The task:
A word-for-word copy of the data, with no images, is the required answer.

Stored data entries:
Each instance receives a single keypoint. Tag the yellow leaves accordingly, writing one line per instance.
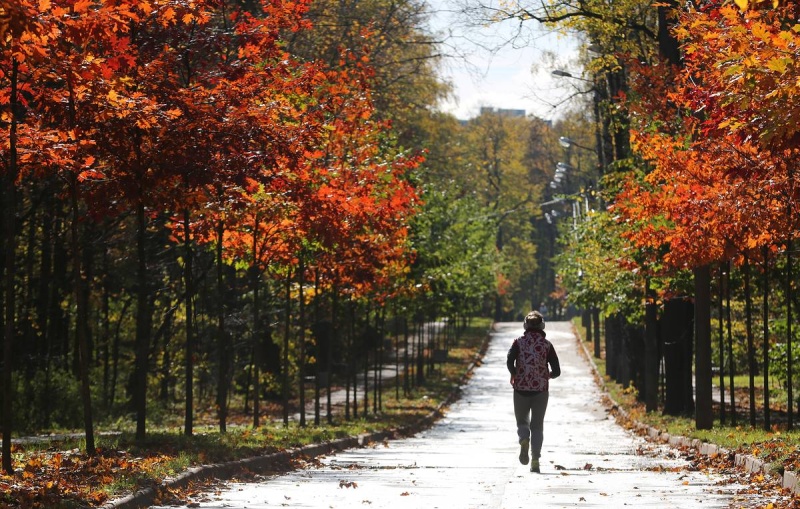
(779, 65)
(168, 15)
(82, 6)
(747, 4)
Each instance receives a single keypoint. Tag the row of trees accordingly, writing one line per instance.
(153, 149)
(209, 200)
(696, 134)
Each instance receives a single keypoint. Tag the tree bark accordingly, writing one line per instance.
(143, 320)
(704, 417)
(751, 351)
(765, 344)
(81, 321)
(10, 240)
(222, 340)
(652, 364)
(188, 276)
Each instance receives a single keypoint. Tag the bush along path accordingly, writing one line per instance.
(748, 469)
(54, 473)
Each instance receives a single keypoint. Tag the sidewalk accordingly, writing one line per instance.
(469, 458)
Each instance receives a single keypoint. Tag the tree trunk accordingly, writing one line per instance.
(222, 340)
(789, 381)
(765, 345)
(81, 321)
(188, 276)
(651, 357)
(301, 343)
(10, 240)
(751, 352)
(722, 410)
(731, 364)
(704, 417)
(257, 332)
(677, 329)
(287, 329)
(143, 322)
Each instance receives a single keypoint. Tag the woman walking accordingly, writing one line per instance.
(532, 362)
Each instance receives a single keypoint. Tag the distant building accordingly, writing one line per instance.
(503, 112)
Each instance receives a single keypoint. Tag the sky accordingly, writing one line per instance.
(515, 76)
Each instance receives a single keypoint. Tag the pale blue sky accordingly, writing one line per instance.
(517, 76)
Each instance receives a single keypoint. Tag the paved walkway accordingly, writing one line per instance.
(469, 458)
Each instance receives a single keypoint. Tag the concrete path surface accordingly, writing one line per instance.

Solution for this problem:
Each instance receives a single keypoint. Tag the yellow leaves accordingly, writing one line per instance.
(779, 65)
(168, 15)
(82, 6)
(747, 4)
Each instance receives a single keypoint. Tag the row of trees accordingly, writing one line per instance.
(153, 149)
(209, 200)
(696, 134)
Each instance receives a single keypoint. Tag the tree bark accordingly, writing one line per instance.
(143, 320)
(704, 417)
(751, 351)
(765, 344)
(81, 321)
(10, 240)
(222, 340)
(652, 364)
(188, 276)
Each instance receives a single keypoint. Tag the bush along path accordingly, writing one line per instance.
(748, 469)
(54, 473)
Each instance receives a single keypoint. Tag the sidewalk accordingly, writing one line per instance.
(469, 458)
Each instance receives a single keypoint. Tag the tree trunk accordingly, writing one line per instance.
(222, 340)
(789, 381)
(765, 345)
(81, 321)
(188, 276)
(651, 357)
(301, 343)
(10, 240)
(751, 352)
(722, 410)
(731, 364)
(704, 417)
(257, 332)
(677, 329)
(287, 329)
(143, 322)
Each instance receives a single keypoint. Tag the woman walking accordingly, writing one line per instance.
(532, 362)
Each instance receives a single keypoint. Tag the distant building accordingly, writing one line per instance.
(503, 112)
Each instance receives a single keypoint. Tag the sky accordingly, writing one line per instance.
(515, 76)
Each instance receives a single keypoint. Tag the pale blue sky accordingly, writing one line per instance.
(517, 76)
Each instance receives a single keypoint. Tag the paved walkway accordingly, writing one line per instance.
(469, 458)
Each instance receives a single keypoint. Tag the concrete path surface accordingly, writing one line per instance.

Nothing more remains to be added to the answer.